:: Task description ::
Retype the line where "Return the segmentation of every instance of the green" appears and each line that follows it down to the last line of the records below. Leave the pictures out.
#### Provided entries
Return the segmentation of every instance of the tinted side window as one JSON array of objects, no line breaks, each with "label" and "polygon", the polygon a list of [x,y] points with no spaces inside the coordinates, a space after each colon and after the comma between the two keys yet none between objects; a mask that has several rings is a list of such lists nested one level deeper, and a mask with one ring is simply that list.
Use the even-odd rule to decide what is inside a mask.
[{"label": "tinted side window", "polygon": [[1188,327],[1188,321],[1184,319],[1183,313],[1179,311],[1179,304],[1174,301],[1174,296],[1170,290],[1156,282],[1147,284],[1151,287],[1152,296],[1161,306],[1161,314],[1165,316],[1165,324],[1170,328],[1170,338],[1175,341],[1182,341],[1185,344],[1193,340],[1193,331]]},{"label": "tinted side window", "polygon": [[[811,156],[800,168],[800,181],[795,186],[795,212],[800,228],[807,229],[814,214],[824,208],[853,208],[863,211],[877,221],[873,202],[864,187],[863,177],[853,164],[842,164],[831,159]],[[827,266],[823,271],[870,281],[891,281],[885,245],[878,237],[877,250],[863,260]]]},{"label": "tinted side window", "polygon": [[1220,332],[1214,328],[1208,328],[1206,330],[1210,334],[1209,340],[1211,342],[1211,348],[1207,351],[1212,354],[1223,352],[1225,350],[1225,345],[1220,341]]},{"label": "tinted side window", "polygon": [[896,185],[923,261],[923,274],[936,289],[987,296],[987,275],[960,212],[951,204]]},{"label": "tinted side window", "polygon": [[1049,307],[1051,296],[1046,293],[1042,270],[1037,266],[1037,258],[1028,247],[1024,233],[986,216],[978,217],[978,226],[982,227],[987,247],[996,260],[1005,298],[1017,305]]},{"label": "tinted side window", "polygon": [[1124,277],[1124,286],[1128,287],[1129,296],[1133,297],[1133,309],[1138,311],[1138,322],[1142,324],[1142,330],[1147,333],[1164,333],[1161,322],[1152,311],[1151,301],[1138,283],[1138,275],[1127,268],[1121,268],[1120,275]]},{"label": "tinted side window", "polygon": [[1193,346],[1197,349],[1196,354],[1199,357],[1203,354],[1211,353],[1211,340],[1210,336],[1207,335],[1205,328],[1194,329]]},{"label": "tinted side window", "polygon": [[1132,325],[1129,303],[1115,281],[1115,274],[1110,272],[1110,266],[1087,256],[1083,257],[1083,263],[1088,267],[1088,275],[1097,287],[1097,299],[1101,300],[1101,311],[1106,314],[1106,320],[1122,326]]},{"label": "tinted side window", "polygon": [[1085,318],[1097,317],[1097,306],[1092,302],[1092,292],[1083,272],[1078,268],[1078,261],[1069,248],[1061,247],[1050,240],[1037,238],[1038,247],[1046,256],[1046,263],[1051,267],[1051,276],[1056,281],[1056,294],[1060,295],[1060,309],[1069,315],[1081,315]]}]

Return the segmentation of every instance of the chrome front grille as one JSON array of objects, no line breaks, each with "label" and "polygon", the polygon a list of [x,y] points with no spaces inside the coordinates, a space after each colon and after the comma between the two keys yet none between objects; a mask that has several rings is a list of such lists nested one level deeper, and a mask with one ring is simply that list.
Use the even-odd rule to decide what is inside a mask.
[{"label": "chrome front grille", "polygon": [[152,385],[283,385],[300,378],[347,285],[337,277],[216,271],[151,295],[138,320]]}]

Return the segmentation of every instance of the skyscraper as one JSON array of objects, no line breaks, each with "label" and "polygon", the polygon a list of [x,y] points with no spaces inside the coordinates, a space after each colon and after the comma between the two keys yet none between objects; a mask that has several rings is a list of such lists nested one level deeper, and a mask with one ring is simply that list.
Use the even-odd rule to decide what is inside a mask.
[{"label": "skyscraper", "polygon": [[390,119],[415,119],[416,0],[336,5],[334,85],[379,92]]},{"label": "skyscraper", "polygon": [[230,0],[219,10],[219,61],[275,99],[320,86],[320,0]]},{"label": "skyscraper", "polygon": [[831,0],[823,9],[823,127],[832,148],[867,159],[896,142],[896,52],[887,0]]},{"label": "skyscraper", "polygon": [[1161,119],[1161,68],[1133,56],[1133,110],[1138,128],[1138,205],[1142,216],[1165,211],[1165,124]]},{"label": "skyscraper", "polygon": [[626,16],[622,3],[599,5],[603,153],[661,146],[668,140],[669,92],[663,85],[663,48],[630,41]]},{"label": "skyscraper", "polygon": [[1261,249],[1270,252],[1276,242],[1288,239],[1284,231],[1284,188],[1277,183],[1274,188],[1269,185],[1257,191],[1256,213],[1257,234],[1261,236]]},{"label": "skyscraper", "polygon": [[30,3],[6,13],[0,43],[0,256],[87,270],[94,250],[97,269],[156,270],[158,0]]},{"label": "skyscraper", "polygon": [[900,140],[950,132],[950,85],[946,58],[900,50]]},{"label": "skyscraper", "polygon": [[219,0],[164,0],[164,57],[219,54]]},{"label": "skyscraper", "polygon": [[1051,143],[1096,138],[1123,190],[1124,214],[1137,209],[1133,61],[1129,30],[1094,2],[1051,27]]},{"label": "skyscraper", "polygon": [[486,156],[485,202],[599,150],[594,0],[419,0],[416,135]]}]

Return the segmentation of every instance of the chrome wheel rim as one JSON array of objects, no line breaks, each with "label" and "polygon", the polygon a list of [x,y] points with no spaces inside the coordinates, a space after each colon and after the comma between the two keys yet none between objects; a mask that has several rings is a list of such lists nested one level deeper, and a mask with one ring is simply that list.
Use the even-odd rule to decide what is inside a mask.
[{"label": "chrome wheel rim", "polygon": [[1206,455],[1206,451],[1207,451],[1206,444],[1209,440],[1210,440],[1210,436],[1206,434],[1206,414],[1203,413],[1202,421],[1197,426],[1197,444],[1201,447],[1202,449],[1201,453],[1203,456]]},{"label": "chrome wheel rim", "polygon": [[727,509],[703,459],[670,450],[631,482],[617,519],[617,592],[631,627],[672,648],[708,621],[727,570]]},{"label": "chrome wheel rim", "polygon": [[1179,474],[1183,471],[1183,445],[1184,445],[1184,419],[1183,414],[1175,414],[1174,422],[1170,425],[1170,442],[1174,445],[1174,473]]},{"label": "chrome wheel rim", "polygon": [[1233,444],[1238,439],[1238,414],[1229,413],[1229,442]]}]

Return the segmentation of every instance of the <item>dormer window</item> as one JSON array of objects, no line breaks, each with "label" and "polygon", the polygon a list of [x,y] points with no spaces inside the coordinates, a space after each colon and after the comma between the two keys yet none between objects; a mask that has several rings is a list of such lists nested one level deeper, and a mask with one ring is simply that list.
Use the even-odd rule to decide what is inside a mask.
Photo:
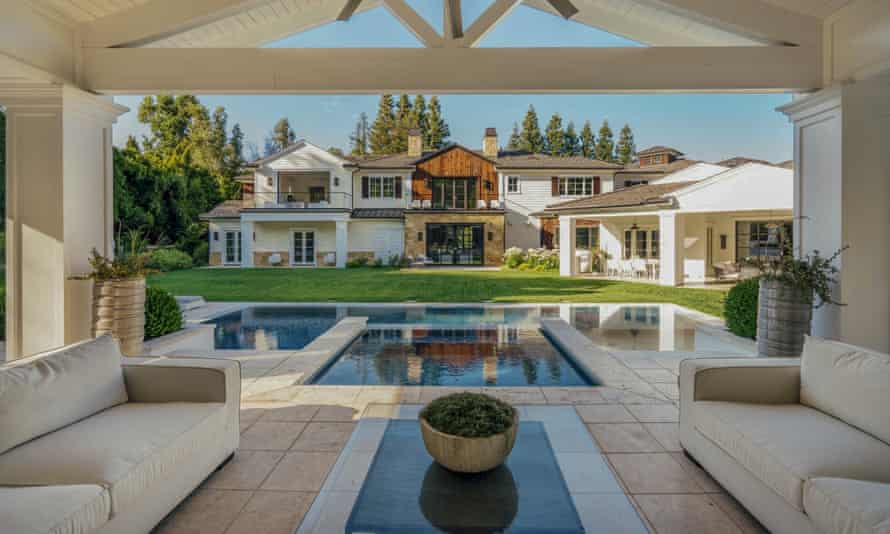
[{"label": "dormer window", "polygon": [[272,187],[272,177],[266,176],[266,187]]},{"label": "dormer window", "polygon": [[559,179],[559,196],[578,197],[593,194],[593,176],[563,176]]}]

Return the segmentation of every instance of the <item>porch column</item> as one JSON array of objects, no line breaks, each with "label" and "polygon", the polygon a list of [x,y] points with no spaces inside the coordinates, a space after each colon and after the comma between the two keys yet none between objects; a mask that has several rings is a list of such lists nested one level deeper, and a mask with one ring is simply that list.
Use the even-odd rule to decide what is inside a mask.
[{"label": "porch column", "polygon": [[114,254],[111,128],[127,108],[51,84],[2,85],[6,106],[6,358],[90,336],[93,248]]},{"label": "porch column", "polygon": [[575,219],[559,218],[559,275],[575,274]]},{"label": "porch column", "polygon": [[347,233],[348,224],[346,221],[337,221],[337,243],[336,243],[336,252],[337,252],[337,268],[342,269],[346,267],[347,256],[349,255],[349,234]]},{"label": "porch column", "polygon": [[658,214],[658,227],[661,285],[680,285],[683,283],[682,220],[676,213],[661,212]]},{"label": "porch column", "polygon": [[253,267],[253,221],[241,219],[241,267]]}]

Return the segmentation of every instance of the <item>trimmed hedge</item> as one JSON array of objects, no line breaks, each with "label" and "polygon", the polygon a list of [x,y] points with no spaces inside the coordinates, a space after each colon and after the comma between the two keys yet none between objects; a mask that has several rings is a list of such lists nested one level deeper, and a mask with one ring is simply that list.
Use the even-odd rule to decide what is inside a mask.
[{"label": "trimmed hedge", "polygon": [[182,329],[182,311],[170,293],[157,287],[145,288],[145,339]]},{"label": "trimmed hedge", "polygon": [[192,257],[175,248],[158,248],[151,251],[146,267],[162,272],[192,268]]},{"label": "trimmed hedge", "polygon": [[733,334],[754,339],[757,337],[757,296],[760,280],[742,280],[726,295],[726,327]]},{"label": "trimmed hedge", "polygon": [[439,432],[464,438],[486,438],[513,426],[515,410],[480,393],[454,393],[426,405],[420,417]]}]

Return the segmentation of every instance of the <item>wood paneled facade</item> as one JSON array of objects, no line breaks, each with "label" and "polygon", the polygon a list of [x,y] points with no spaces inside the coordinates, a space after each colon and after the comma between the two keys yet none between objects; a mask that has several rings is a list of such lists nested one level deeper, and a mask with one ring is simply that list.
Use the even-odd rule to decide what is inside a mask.
[{"label": "wood paneled facade", "polygon": [[417,163],[411,180],[412,198],[432,200],[434,178],[476,178],[477,199],[486,202],[498,199],[494,162],[461,146],[453,146]]}]

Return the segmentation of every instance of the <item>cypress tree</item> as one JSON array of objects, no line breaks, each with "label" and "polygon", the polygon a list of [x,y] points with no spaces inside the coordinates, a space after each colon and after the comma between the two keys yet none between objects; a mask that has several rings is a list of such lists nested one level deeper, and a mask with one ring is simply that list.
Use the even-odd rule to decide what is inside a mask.
[{"label": "cypress tree", "polygon": [[519,124],[513,123],[513,133],[510,134],[510,141],[507,143],[507,150],[519,150],[522,144],[522,138],[519,135]]},{"label": "cypress tree", "polygon": [[287,117],[279,119],[275,123],[275,127],[272,128],[272,146],[275,147],[275,151],[280,152],[284,150],[294,144],[296,140],[297,134],[290,127],[290,121],[287,120]]},{"label": "cypress tree", "polygon": [[575,123],[569,121],[568,126],[566,126],[565,140],[562,144],[562,155],[577,156],[578,151],[578,134],[575,133]]},{"label": "cypress tree", "polygon": [[600,161],[615,161],[615,143],[612,140],[612,129],[609,128],[607,120],[604,120],[603,125],[600,126],[593,155]]},{"label": "cypress tree", "polygon": [[519,149],[527,152],[543,152],[544,136],[538,126],[538,114],[534,106],[529,106],[522,120],[522,132],[519,134]]},{"label": "cypress tree", "polygon": [[618,133],[618,144],[615,146],[615,156],[618,163],[627,165],[632,162],[637,155],[637,145],[634,143],[634,133],[630,126],[625,124],[621,132]]},{"label": "cypress tree", "polygon": [[420,134],[426,137],[429,129],[429,117],[427,116],[426,99],[423,95],[414,97],[414,103],[411,105],[411,114],[408,118],[408,128],[418,128]]},{"label": "cypress tree", "polygon": [[592,158],[594,148],[596,147],[596,137],[593,135],[593,128],[590,121],[584,121],[584,127],[581,128],[581,146],[579,147],[581,155],[585,158]]},{"label": "cypress tree", "polygon": [[396,123],[390,145],[390,154],[398,154],[408,150],[408,130],[411,129],[411,100],[408,95],[399,95],[396,104]]},{"label": "cypress tree", "polygon": [[229,176],[235,176],[245,165],[244,161],[244,132],[241,125],[232,126],[232,136],[225,147],[225,167]]},{"label": "cypress tree", "polygon": [[442,115],[442,106],[439,104],[439,98],[433,96],[430,98],[430,108],[427,114],[427,133],[424,144],[429,150],[439,150],[445,146],[449,137],[451,137],[451,129]]},{"label": "cypress tree", "polygon": [[[0,220],[6,214],[6,113],[0,107]],[[4,236],[5,238],[5,236]],[[4,264],[6,259],[3,259]]]},{"label": "cypress tree", "polygon": [[368,143],[372,154],[389,154],[392,147],[392,134],[395,128],[395,116],[392,112],[392,95],[380,95],[377,104],[377,116],[371,124]]},{"label": "cypress tree", "polygon": [[562,129],[562,117],[559,116],[559,113],[554,113],[550,116],[550,122],[547,123],[545,152],[551,156],[562,156],[565,135]]},{"label": "cypress tree", "polygon": [[353,156],[364,156],[368,153],[368,115],[364,111],[355,122],[355,130],[349,136],[349,142],[352,143],[349,153]]}]

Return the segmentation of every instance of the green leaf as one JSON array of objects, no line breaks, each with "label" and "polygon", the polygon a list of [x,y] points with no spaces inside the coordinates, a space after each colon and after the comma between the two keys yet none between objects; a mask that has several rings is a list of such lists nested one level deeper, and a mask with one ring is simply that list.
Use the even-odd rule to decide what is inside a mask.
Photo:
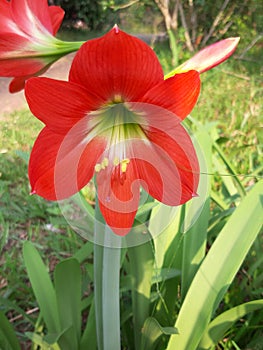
########
:: Finished task ::
Return the segmentation of every instance of the green leaf as one JSON array of objects, no line breaks, each with "label" and "polygon", the polygon a list of [x,y] points with no spaces inside the coordinates, a space after each colon and after the comma between the two keys yet none between objects; a mask that has several rings is a list of such lists nested one level deeper, and a mask with one ring is simply that list.
Use the even-odd rule to decide what is inside a mask.
Photo:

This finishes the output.